Given exercise 1 >> Copy out the full text of the Otto Frank excerpt word for word.

Selected excerpt >>

My Mother, Who Hid Anne Frank, Never Could Escape the Secret Annex
Despite his full schedule, he always made time to see us and to check in on my mother. He cared deeply for the Voskuijl family. One of the first things he did upon his return from Auschwitz was visit my dying grandfather Johan at home, something that he had not been able to do while in hiding. A year later, at my parents’ wedding in Amsterdam in May 1946, Otto was the one who gave away the bride. I sometimes get choked up just thinking about this fact. It had been only one year since he returned from the camps, one year since he learned that he had lost his entire family. And yet there he was, forcing a smile while posing for pictures with my mother in her wedding dress outside the municipal building in Amsterdam. How must it have felt to be him in that moment, standing in as the father of the bride, knowing full well that his two girls, Anne and Margot, would never have weddings of their own?

Data for processing >>
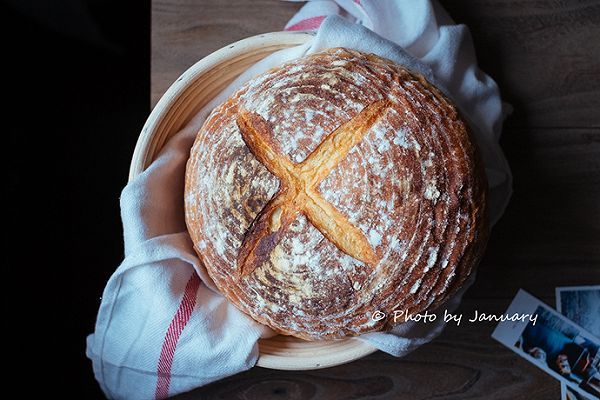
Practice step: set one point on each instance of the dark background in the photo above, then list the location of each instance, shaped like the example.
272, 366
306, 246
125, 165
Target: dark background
78, 78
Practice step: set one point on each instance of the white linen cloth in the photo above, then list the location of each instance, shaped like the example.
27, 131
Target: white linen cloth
162, 328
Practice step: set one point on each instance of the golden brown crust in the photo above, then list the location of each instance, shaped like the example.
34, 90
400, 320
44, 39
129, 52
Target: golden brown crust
282, 206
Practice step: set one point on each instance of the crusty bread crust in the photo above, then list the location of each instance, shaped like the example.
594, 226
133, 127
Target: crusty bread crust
334, 186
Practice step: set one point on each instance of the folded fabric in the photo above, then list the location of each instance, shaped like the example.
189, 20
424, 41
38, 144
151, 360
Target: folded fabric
162, 327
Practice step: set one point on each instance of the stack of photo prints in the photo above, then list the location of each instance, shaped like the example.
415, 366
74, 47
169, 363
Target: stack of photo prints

Given exercise 2 >> Rewrite the lines of the listing as a numbered list, starting at the line that contains "Practice step: set one point on each instance of the stack" and running through the last line of the listing, both included, with blank lines left out.

Written response 1 >>
My Mother, Who Hid Anne Frank, Never Could Escape the Secret Annex
Despite his full schedule, he always made time to see us and to check in on my mother. He cared deeply for the Voskuijl family. One of the first things he did upon his return from Auschwitz was visit my dying grandfather Johan at home, something that he had not been able to do while in hiding. A year later, at my parents’ wedding in Amsterdam in May 1946, Otto was the one who gave away the bride. I sometimes get choked up just thinking about this fact. It had been only one year since he returned from the camps, one year since he learned that he had lost his entire family. And yet there he was, forcing a smile while posing for pictures with my mother in her wedding dress outside the municipal building in Amsterdam. How must it have felt to be him in that moment, standing in as the father of the bride, knowing full well that his two girls, Anne and Margot, would never have weddings of their own?

Written response 2 >>
1. Practice step: set one point on each instance of the stack of photo prints in the photo above, then list the location of each instance, shaped like the example.
2. 415, 366
3. 74, 47
4. 169, 363
5. Target: stack of photo prints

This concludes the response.